I want to spend much time here, I have mentioned many of these items as I have moved through my remarks, I'd encourage you though as the webcast read through these, I think if we wanted to talk about the several of them here right the growth in the new programs and margin headwinds and tailwinds we talked about the R&D and SG&A line clearly something we are focused on where we expect our R&D investments to yield the results in our business. There is near-term projects, there is longer term projects, there is some seed money being spend on future as scheduled. Much of the spend in R&D is focused on the near-term to where we can see a path are actually gained the benefit out of that expense in the next several years instead of 20 years from now.

And to summarize, look I take pretty exciting time, I repeat myself here that we've capture growth, it's accelerating growth is driven in our core businesses, which is great because what we do very, very well. Our new programs that we come out of our strategy with, the investment in those is peaking. We're are starting to see that and some of the data provided you today and cash flow is starting to come positive for the company and so we see a really exciting future as we look at growth decline in peeking investment in cash flow coming positive. As we look forward though, I show you we're focused on the productivity and efficiencies which we always are that with some of the new team members are Jeff mentioned that, there is a new or renewed interest and really driving some of the efficiencies that are actually pretty good.

So, I think it's a very big positive there, more modest investment, product refresh that can't probably tell you how important of that is for us where we are extending the 737 platform into the future with the MAX decision from Boeing. The A320neo is extending the life of the program, which certainly is favorable to our European operations. And then as we think about future wide body and contemplate product development there is certainly seems like the OEMs are focused on refresh versus clean sheet design, which is fantastic for Spirit. And then of course we'll always be very intended to the capital structure and liquidity given the business we are in, very successful there in the past and expect to keep that up as we move through the future.

And then the final business summary, we'll get to your questions, strong long-term market, great strategic positioning, we have talked about the growth, the earnings and the cash flows how the core business will continue to strengthen as the volume grows there and we've got to manage through this risk period of development programs. I think our disclosures and our filings on these programs, is extremely deep. So, I think if read through though you have a very good sense of what those are. And then clearly, we are a financially strong company given what we have managed through. Our leverage is modest by all accounts. We have managed out of the LBO and de-levered and we find ourselves in a very, very exciting spot as we look into the future from a financial standpoint.

So, I love to take your questions.

Question-and-Answer Session of Phil Anderson

Phil Anderson

Julie?

[PROVIDED RECORDS]:
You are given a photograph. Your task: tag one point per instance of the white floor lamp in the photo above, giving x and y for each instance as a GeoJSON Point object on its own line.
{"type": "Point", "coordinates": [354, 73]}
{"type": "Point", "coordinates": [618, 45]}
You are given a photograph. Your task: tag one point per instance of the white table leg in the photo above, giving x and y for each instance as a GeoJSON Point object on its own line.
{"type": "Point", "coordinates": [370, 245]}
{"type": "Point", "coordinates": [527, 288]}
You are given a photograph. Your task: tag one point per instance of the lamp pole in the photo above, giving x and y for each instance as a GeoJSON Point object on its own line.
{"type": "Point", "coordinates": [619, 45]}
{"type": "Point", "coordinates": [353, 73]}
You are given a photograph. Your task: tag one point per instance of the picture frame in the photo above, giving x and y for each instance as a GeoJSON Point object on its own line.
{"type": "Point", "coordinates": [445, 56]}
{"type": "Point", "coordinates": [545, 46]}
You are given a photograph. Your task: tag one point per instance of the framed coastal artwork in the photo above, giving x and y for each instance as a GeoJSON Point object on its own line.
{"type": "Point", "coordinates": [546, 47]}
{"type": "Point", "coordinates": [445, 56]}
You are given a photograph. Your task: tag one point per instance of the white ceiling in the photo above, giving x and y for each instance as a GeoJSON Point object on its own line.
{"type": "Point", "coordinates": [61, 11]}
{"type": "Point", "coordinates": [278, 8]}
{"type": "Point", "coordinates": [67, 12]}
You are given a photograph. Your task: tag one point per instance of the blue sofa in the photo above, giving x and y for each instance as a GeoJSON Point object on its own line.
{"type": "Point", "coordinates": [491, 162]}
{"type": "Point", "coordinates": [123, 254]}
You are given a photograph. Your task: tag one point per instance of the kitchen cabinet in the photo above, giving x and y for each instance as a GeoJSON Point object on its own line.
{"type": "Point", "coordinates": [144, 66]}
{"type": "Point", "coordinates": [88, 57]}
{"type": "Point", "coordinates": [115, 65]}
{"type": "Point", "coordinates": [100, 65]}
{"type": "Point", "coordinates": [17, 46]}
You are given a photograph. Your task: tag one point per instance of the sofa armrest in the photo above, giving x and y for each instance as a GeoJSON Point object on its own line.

[TO DO]:
**a)** Output the part of the transcript that begins at the words "And then the" and stops after the words "take your questions.".
**b)** According to the transcript, which decision from Boeing is extending the 737 platform into the future?
The listing is separate material, apart from the transcript.

[SOLVED TASKS]:
**a)**
And then the final business summary, we'll get to your questions, strong long-term market, great strategic positioning, we have talked about the growth, the earnings and the cash flows how the core business will continue to strengthen as the volume grows there and we've got to manage through this risk period of development programs. I think our disclosures and our filings on these programs, is extremely deep. So, I think if read through though you have a very good sense of what those are. And then clearly, we are a financially strong company given what we have managed through. Our leverage is modest by all accounts. We have managed out of the LBO and de-levered and we find ourselves in a very, very exciting spot as we look into the future from a financial standpoint.

So, I love to take your questions.

**b)** The MAX decision.